→ **WHAT YOU ARE ASKED TO DO**:
Every entry must be given again exactly.

→ **MATERIAL PROVIDED**:
******
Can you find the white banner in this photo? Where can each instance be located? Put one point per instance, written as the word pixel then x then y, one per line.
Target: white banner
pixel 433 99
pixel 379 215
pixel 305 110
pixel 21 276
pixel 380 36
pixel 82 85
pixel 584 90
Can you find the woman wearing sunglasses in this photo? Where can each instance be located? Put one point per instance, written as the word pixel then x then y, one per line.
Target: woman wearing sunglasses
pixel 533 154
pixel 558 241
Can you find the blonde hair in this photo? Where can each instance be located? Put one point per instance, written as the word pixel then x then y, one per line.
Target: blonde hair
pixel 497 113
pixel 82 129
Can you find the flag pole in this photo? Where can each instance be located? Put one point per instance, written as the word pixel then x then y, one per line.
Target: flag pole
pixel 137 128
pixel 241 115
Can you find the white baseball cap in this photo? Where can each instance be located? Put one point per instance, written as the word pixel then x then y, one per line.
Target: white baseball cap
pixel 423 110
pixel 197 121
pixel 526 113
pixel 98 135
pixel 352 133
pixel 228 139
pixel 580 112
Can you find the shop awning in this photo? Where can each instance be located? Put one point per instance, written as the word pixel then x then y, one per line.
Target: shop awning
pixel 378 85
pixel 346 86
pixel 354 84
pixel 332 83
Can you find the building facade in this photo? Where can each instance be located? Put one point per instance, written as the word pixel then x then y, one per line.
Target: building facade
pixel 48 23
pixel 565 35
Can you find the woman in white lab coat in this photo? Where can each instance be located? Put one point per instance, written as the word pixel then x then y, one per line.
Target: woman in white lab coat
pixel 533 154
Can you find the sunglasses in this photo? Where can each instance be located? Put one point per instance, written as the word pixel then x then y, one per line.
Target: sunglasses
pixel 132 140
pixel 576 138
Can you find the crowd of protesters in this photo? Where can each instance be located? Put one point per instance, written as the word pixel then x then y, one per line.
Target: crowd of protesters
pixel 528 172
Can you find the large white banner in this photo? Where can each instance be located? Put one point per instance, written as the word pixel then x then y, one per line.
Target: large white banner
******
→ **WRITTEN ANSWER**:
Can you find the white banner in this photo? Where can each instance be located? Put one point per instance, written as the word pixel then x then y, one per line.
Target: white banner
pixel 433 99
pixel 379 215
pixel 305 110
pixel 21 276
pixel 380 36
pixel 82 85
pixel 584 90
Can you find the woman wearing sunglasses in this photo? Where can each instance be located? Put one point per instance, written as the word pixel then x then y, one per line.
Target: woman wearing sunglasses
pixel 533 154
pixel 558 241
Can you find the blonde hair in this photo? Where can each instance be located? Put one point per instance, written as the word pixel then x then y, one per line.
Target: blonde hair
pixel 497 113
pixel 82 129
Can you find the flag pole in this photo? Where can each instance be located? Put one point per instance, written as the word pixel then x then y, one per line.
Target: flag pole
pixel 137 128
pixel 241 115
Can you find the white baseball cap in this photo? Where can each instance be located? Put one point per instance, written as the word pixel then x then y, one per line.
Target: white baseball cap
pixel 423 110
pixel 197 121
pixel 526 113
pixel 98 135
pixel 352 133
pixel 228 139
pixel 580 112
Can you find the shop awning in this photo? Where can each instance be located? Put one point per instance, written as the word pixel then x then y, one per line.
Target: shop awning
pixel 378 85
pixel 346 86
pixel 354 84
pixel 332 83
Can you find the building facade in this photo? Where can each instance be located? Put one point per instance, written as the word pixel then x then y, one per line.
Target: building facade
pixel 48 23
pixel 565 35
Can you find the woman in white lab coat in this photo? Where can each instance be located? Put one point per instance, written as the word pixel then x then y, one per line.
Target: woman in white lab coat
pixel 533 154
Can you find the sunglasses in this photo? Where can each instance be located? Put one point per instance, written as the word pixel then x then y, one per line.
Target: sunglasses
pixel 132 140
pixel 576 138
Can you find the crowd of protesters in this photo? Where can each instance be located? Put one point per instance, written as the word pixel then x then y, one per line.
Target: crowd of protesters
pixel 528 172
Can you find the large white banner in this photo? Where can each instance be located? Put one point per instance, written as the word pixel then x then y, one per line.
Target: large white banner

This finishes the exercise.